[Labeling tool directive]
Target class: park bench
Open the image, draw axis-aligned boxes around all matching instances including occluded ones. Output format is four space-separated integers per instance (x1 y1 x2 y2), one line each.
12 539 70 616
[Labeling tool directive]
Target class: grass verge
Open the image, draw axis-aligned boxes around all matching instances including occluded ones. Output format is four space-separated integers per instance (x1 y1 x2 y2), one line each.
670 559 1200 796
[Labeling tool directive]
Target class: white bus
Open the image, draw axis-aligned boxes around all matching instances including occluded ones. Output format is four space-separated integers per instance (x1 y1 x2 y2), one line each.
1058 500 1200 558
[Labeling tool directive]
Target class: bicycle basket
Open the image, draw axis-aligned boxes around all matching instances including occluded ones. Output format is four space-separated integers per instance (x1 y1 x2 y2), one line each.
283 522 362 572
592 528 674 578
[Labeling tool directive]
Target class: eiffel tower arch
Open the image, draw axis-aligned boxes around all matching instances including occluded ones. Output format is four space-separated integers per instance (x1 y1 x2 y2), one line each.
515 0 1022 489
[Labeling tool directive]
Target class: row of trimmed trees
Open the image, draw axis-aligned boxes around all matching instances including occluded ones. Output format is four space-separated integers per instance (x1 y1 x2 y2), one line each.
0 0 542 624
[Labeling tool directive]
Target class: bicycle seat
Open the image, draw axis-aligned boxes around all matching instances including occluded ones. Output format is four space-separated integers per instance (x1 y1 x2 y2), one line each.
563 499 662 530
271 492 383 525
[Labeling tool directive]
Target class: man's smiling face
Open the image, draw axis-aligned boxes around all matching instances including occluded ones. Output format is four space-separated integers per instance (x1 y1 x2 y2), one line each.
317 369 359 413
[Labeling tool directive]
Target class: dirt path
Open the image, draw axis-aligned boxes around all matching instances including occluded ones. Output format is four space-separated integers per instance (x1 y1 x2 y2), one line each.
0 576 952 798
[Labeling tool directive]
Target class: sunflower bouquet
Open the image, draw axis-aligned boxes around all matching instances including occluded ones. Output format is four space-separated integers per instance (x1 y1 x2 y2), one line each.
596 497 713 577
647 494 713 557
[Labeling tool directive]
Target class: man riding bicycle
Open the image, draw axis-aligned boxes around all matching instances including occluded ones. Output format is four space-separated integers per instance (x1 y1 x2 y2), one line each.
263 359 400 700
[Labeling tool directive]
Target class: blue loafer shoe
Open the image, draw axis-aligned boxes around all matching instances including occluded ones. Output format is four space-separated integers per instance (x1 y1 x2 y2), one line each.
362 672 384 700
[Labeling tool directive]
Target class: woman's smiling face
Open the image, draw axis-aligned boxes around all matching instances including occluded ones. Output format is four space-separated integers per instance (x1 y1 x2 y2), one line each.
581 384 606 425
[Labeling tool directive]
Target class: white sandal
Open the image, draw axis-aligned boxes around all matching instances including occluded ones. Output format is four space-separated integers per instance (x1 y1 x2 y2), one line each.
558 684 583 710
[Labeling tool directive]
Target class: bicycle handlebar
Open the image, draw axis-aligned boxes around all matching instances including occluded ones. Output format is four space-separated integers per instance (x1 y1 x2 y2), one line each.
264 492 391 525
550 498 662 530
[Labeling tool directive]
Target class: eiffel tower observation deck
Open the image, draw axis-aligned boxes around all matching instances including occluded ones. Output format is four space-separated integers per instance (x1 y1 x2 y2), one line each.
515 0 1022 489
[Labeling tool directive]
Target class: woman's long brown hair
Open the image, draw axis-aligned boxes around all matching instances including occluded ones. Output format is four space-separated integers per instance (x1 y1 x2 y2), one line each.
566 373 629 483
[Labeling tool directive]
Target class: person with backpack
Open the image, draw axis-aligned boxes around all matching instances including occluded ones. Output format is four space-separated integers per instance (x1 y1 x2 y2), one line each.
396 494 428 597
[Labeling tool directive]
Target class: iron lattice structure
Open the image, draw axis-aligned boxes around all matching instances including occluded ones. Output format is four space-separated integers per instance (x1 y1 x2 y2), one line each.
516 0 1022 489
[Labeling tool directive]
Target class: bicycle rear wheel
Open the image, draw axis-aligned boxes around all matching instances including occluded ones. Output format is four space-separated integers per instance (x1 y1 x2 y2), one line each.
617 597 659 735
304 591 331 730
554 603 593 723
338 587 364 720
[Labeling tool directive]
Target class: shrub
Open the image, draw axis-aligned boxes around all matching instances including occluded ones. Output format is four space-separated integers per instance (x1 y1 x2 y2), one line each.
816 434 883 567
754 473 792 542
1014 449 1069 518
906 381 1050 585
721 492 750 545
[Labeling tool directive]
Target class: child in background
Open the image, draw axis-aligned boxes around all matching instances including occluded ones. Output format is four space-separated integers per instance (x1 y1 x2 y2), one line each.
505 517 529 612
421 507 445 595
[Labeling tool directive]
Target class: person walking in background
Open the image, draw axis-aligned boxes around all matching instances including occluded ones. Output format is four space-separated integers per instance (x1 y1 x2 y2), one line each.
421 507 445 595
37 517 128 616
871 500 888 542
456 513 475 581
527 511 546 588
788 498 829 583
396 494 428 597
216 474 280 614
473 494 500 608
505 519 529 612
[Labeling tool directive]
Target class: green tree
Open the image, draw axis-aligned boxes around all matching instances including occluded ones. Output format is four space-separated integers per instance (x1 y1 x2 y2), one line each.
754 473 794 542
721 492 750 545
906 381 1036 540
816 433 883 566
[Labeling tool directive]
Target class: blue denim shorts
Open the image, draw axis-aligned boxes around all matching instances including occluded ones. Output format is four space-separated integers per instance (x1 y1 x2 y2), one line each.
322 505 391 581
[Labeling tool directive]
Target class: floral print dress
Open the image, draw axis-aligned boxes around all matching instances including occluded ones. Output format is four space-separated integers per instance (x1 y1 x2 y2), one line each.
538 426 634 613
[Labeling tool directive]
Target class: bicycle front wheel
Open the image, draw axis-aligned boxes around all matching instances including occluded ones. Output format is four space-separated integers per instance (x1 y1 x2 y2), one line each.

_ _ _ _ _ _ _

Gib an, in wie vielen Zeilen der Liste die Zeichenfolge „woman“ vorkommt, wobei Groß- und Kleinschreibung zählt. Nenne nur die Zahl.

» ANTWORT: 2